Text section

Announcement

Collapse
No announcement yet.
X
  • Filter
  • Time
  • Show
Clear All
new posts

  • On binary choice panel data estimations: fixed-effects versus random-effects

    Hi everyone,

    I'm researching the choice between a 15-year mortgage and a 30-year mortgage and I have an unbalanced panel of 994 households over 8 periods (16 years because it's biannual data). The response variable is then 1 if a 15-year mortgage is selected and 0 if a 30-year mortgage is selected. I'm using logit because it allows for fixed-effects estimations, since probit's fixed-effects are biased.

    The issue I'm presented with is that because of its nature the fixed-effects estimation drops 531 households because they don't switch the type of mortgage they have, i.e. for those households their response variable is either all 0s or all 1s. This is more than 50% of the households in the data set. Thanks to Richard Williams I found the following link http://www.stata.com/statalist/archi.../msg00669.html where David Druker does a Hausman specification test.

    I want to ask you guys if you think this is appropriate, because I have a very strong reservation. The estimation sample for both models is different and, more importantly, the exclusion rule is not random, so the sample in the fixed-effects estimation is by construction totally different than the sample in the random-effects estimation (the whole sample). Notice that since the fixed-effects estimation in my case removes all those observations where the mortgage did not change, it effectively reduces the sample to those households that switched from a 15-year mortgage to a 30-year mortgage in the observed period. We should notice then that the difference in the coefficients from the fixed-effects and the random-effects estimations are not necessarily due to unobserved heterogeneity that is correlated with the regressors, but rather because the effect of income, for example, on deciding on a 15-year mortgage when you first ask for the mortgage may not be the same as when you decide to re-finance and switch mortgages!!!

    I believe this can be extended to any kind of choice you're making. Please guys share your thoughts because I may be missing something here.
    Alfonso Sanchez-Penalver

  • #2
    There is not much you can do about the reduction in sample size due to fixed effects estimation, and therefore if the reduced sample is observationally different from the full sample, you may want to compare that fixed effects model with a random effects model of the same reduced sample.

    With regards to whether a fixed effects- or random effects-logit model is appropriate in your context, I will leave others who are familiar with the subject area to comment.

Entries from a point annotation set:
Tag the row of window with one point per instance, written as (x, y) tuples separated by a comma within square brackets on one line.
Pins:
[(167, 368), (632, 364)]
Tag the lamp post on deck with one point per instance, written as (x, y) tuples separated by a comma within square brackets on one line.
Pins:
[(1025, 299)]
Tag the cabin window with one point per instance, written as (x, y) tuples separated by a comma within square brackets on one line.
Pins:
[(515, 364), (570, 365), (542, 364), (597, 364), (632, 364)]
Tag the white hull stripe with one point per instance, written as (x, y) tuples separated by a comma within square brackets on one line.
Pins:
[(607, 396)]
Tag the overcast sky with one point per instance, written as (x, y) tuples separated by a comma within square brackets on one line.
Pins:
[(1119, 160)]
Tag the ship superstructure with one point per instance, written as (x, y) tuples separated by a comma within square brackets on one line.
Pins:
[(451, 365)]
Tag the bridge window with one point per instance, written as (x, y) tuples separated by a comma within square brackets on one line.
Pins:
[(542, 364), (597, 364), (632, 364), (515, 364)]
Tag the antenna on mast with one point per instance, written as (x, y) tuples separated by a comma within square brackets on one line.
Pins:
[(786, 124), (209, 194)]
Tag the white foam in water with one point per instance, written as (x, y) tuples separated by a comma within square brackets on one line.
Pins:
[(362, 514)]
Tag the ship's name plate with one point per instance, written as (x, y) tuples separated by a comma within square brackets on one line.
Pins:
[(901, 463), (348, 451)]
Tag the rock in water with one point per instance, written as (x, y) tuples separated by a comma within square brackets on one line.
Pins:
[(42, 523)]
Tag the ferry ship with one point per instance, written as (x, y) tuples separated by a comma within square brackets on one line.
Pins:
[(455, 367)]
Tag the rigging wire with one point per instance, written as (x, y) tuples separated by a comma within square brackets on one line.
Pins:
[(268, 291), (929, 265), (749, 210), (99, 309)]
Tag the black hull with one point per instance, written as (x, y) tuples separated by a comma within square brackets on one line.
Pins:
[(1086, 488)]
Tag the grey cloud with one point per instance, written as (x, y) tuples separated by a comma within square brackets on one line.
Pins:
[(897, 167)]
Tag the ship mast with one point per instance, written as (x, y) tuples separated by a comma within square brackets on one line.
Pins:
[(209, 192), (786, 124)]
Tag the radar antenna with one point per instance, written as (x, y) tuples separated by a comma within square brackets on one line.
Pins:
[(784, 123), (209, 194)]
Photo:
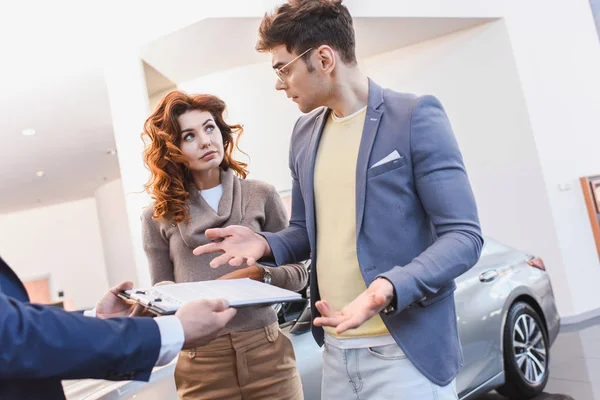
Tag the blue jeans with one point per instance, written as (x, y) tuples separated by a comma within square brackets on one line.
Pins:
[(377, 373)]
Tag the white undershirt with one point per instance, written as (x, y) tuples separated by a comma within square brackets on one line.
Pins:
[(212, 196)]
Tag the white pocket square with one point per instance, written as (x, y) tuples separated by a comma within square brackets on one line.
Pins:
[(394, 155)]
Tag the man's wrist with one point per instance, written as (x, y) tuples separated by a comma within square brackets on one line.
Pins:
[(267, 253), (392, 300)]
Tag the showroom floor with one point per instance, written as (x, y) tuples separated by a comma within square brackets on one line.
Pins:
[(574, 364)]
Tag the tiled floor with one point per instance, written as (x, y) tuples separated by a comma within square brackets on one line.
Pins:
[(574, 364)]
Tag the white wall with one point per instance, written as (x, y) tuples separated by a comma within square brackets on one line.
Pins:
[(268, 117), (130, 107), (114, 230), (473, 73), (63, 240), (558, 60)]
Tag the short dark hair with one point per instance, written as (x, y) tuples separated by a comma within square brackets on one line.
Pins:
[(302, 24)]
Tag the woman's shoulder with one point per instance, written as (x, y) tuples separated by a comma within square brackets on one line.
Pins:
[(254, 186), (148, 215)]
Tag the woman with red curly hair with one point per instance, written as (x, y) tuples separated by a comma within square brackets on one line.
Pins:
[(197, 184)]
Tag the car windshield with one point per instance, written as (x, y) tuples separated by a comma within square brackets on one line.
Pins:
[(492, 247)]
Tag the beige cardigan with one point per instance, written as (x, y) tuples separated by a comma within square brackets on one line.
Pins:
[(251, 203)]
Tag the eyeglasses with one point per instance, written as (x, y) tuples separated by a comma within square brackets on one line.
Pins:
[(281, 73)]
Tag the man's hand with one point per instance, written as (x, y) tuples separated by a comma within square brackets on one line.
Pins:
[(369, 303), (202, 320), (239, 244), (111, 306), (253, 272)]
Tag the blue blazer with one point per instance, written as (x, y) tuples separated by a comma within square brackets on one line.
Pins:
[(40, 345), (416, 220)]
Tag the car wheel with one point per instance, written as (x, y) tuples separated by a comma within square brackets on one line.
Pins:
[(526, 355)]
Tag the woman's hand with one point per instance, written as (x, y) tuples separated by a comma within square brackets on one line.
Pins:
[(254, 272)]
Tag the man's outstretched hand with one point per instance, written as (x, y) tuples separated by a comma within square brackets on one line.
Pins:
[(372, 301), (111, 305), (238, 244)]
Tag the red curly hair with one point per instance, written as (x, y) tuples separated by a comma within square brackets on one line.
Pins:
[(169, 171)]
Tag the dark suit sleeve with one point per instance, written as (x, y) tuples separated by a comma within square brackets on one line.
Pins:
[(291, 244), (38, 342), (445, 193)]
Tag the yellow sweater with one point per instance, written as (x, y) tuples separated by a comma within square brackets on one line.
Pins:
[(338, 272)]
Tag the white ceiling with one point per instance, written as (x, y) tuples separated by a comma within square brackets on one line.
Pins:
[(51, 79), (214, 44)]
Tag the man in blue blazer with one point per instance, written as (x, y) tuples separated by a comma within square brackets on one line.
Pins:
[(382, 205), (40, 345)]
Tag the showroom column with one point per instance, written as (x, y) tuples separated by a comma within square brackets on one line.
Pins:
[(129, 104)]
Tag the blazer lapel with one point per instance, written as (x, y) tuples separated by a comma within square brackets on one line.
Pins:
[(372, 120), (313, 148)]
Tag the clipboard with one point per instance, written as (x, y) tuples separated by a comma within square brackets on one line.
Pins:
[(167, 299)]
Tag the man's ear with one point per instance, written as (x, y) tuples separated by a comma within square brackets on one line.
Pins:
[(326, 58)]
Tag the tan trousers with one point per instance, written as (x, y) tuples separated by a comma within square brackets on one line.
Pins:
[(253, 365)]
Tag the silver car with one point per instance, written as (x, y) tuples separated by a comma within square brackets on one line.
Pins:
[(507, 320)]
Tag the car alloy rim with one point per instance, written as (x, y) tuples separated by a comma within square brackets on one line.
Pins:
[(530, 349)]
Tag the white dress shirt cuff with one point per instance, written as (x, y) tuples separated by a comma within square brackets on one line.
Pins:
[(171, 338)]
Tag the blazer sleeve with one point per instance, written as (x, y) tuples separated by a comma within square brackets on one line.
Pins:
[(445, 193), (291, 244), (289, 276), (38, 342)]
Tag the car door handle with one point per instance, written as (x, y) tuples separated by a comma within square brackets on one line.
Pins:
[(488, 276)]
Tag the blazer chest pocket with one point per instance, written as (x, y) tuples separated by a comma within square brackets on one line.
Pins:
[(388, 166)]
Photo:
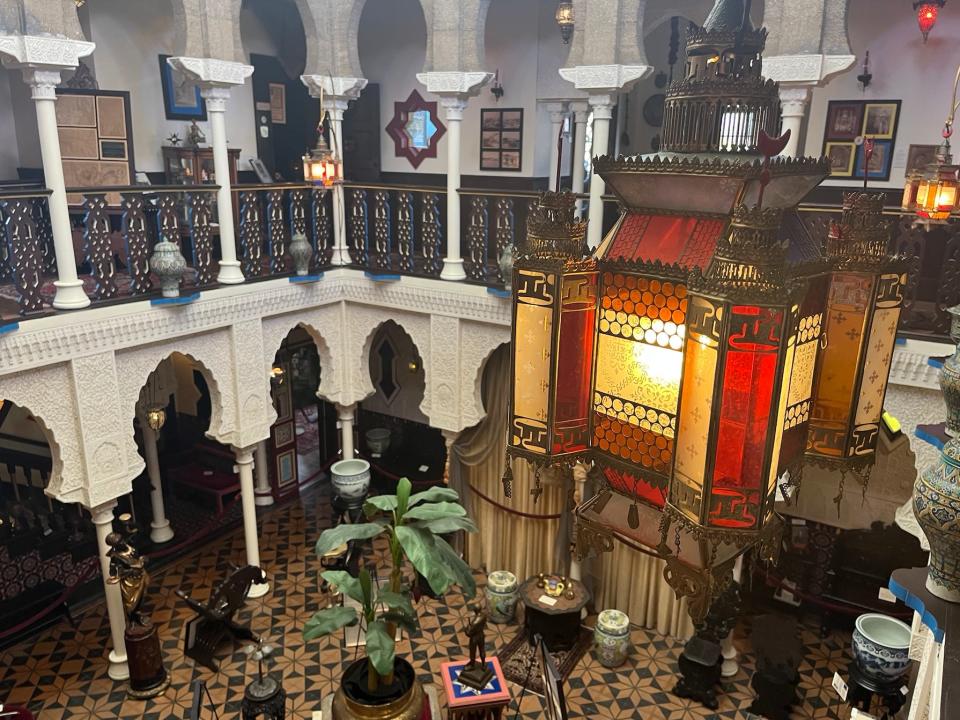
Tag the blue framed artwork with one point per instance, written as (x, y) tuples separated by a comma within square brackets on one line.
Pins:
[(181, 96)]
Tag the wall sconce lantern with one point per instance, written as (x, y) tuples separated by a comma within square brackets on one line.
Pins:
[(565, 20), (927, 13)]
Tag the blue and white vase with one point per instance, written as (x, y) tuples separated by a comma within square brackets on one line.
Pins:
[(881, 646), (611, 638), (502, 596)]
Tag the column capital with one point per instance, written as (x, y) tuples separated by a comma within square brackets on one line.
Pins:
[(46, 51), (211, 72), (43, 83), (605, 78), (810, 69), (455, 82)]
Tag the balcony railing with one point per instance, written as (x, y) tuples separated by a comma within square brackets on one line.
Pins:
[(388, 230)]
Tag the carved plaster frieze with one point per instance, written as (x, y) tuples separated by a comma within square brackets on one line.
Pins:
[(211, 71), (604, 79), (466, 84), (340, 88), (43, 51), (805, 69)]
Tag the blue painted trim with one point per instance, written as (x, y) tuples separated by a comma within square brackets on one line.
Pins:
[(181, 300), (381, 277), (303, 279), (927, 437), (916, 604)]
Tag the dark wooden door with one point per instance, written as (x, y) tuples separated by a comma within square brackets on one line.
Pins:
[(361, 136)]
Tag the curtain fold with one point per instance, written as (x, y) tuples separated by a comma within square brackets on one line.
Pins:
[(537, 539)]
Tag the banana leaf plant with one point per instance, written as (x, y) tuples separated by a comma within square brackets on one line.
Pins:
[(413, 525)]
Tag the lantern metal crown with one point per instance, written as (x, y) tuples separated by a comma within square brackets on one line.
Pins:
[(683, 358)]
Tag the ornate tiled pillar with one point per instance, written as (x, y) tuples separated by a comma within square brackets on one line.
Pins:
[(336, 94), (455, 90), (215, 78), (41, 59), (244, 458), (601, 83), (103, 521)]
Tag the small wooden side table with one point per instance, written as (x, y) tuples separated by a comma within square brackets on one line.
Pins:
[(465, 703)]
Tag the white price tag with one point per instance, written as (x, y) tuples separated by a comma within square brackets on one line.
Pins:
[(840, 686)]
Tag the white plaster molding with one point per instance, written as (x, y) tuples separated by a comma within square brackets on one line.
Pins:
[(605, 78), (211, 71), (467, 84), (806, 69), (345, 88), (42, 51)]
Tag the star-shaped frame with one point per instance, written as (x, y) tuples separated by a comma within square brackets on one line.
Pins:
[(415, 128)]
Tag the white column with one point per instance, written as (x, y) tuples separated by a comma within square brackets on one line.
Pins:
[(557, 114), (581, 111), (453, 263), (602, 113), (160, 530), (264, 495), (793, 110), (216, 97), (345, 416), (341, 254), (248, 501), (103, 521), (43, 85)]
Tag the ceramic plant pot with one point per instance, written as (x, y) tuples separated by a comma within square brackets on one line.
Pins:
[(881, 646), (350, 478), (502, 596), (168, 264), (301, 252), (378, 440), (611, 638), (936, 505)]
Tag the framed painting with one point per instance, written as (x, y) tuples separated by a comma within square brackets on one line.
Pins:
[(181, 96), (501, 139)]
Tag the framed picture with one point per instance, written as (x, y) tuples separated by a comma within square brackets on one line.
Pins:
[(278, 103), (920, 156), (286, 468), (849, 122), (501, 139), (181, 97), (841, 157)]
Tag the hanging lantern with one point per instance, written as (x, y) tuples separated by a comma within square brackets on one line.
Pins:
[(863, 310), (927, 12), (565, 20)]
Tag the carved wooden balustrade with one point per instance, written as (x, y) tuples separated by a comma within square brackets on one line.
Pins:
[(396, 230), (268, 216)]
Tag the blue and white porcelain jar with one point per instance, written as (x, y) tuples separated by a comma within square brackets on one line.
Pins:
[(881, 646), (502, 596), (611, 638)]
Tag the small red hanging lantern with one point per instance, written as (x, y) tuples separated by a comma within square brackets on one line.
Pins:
[(927, 12)]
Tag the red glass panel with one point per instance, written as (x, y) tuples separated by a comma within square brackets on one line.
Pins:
[(749, 380)]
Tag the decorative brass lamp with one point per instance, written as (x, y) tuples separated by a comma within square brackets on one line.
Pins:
[(681, 358)]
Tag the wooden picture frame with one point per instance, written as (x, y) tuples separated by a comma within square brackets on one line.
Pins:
[(180, 102), (848, 123), (501, 139)]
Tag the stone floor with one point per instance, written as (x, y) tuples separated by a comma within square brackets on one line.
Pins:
[(63, 674)]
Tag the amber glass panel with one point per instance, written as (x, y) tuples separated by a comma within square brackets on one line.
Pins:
[(830, 420), (574, 363), (749, 383)]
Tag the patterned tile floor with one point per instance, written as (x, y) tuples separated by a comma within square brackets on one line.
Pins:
[(63, 674)]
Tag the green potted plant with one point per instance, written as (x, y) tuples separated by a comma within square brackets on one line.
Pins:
[(382, 685)]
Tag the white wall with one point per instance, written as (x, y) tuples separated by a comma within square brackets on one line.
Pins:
[(392, 43), (129, 37), (903, 69)]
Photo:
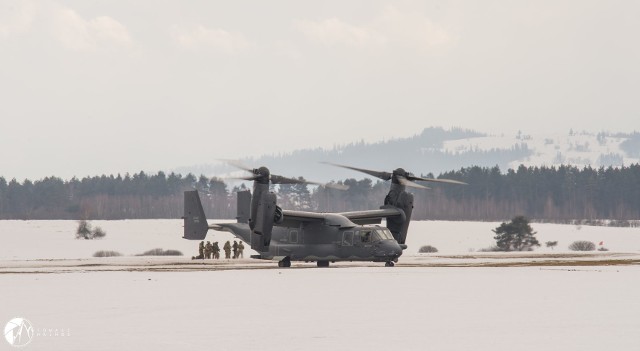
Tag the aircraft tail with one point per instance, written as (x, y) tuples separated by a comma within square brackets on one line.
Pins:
[(195, 221)]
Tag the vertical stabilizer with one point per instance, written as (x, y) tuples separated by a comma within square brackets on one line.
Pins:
[(244, 206), (195, 222)]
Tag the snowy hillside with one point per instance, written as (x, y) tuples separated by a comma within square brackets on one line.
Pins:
[(436, 150), (577, 149)]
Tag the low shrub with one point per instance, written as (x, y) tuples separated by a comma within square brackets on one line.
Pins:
[(161, 252), (107, 254), (582, 245), (427, 249)]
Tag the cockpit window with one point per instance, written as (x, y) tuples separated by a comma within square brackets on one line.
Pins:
[(382, 234)]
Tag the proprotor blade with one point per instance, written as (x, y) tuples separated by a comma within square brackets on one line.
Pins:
[(404, 181), (377, 174), (433, 180), (237, 164)]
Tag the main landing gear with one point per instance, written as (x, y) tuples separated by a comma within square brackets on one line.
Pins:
[(285, 262)]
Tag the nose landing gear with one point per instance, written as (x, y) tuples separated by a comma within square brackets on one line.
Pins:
[(285, 262)]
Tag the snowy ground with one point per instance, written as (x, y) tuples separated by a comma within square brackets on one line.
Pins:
[(21, 240), (454, 300)]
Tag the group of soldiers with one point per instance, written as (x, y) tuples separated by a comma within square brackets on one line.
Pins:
[(212, 251)]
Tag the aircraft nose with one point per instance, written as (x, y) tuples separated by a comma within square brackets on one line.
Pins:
[(391, 248)]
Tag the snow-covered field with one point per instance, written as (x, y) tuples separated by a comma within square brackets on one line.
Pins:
[(21, 240), (125, 303)]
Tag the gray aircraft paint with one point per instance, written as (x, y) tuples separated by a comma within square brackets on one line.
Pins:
[(287, 236)]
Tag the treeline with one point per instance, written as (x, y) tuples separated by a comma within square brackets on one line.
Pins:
[(541, 193), (111, 197)]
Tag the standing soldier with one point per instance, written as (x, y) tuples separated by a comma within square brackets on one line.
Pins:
[(227, 249), (240, 249), (201, 251), (216, 251), (235, 249)]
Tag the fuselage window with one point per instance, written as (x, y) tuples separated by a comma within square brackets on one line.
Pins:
[(347, 238)]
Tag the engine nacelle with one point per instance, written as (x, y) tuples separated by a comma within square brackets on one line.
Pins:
[(398, 226)]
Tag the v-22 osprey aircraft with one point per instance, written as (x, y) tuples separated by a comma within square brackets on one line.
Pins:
[(285, 236)]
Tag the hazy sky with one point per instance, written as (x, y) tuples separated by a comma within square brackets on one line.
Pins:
[(92, 87)]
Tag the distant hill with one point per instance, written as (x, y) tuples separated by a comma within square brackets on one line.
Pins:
[(436, 150)]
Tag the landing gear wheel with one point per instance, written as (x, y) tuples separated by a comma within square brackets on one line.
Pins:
[(285, 262)]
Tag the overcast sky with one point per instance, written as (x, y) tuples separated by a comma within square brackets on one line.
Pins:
[(93, 87)]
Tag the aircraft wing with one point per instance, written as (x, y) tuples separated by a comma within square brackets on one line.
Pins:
[(293, 219), (372, 216), (239, 230)]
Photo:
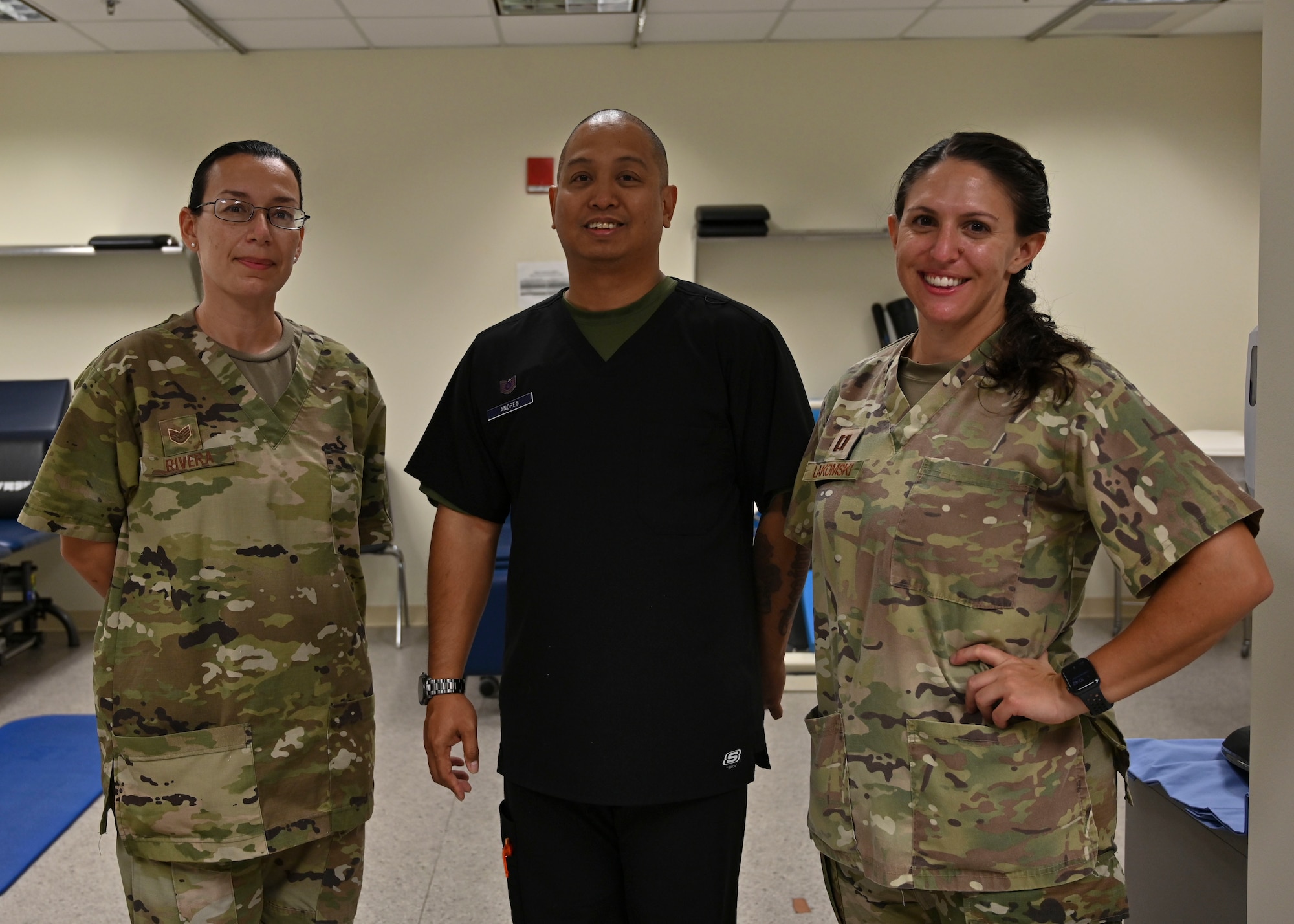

Requirement
Pick up the forum thread above on fixed-effects versus random-effects logit estimation and continue it from its final sentence.

Final result
    Comment


    • #3
      Hi Andrew,

      thank you for your comments. I agree there's nothing I can do about the reduction of the sample size in the fixed-effects estimation and, as you suggest, I have already estimated a random-effects model with the reduced sample to compare the coefficients, and perform what I believe is a more appropriate Hausman test. The question that remains unanswered, however, is whether the Hausman test that compares the random-effects coefficients obtained using a whole sample, with the fixed-effects coefficients obtained from a reduced sample where exclusion is non-random, is still a valid specification test. I believe this is an important question independent of what nature of the data or the study is.

      Thanks again!
      Alfonso Sanchez-Penalver

      Comment


      • #4
        Dear Alfonso,

        I think there is some confusion here; the FE estimator uses the full sample. What happens is that there are observations whose contribution to the log-likelihood function is zero for any value of the parameters. Because these observations do not contain information about the parameters being estimated, Stata excludes them from the estimation. These observations contribute to the likelihood function of the RE estimator. So, dropping them when estimating with RE is a bad idea.

        Hence, the FE results should the compared with the RE results obtained with the full sample, not with the results obtained with the smaller one.

        All the best,

        Joao

        Comment


        • #5
          In reply to #3, why I would not divorce the estimation method from your data is that there are cases where you have very little variation in your outcome (resulting in a significant number of variables being dropped when running FE). In such cases, what you question is whether FE is a valid estimation method... and subsequent comparisons with RE make no sense.

          Comment


          • #6
            Hello Alfonso,

            Another alternative is to think about a correlated random-effects model to estimate your model. Below is a link of a good discussion about how to interpret and implement these models using Stata.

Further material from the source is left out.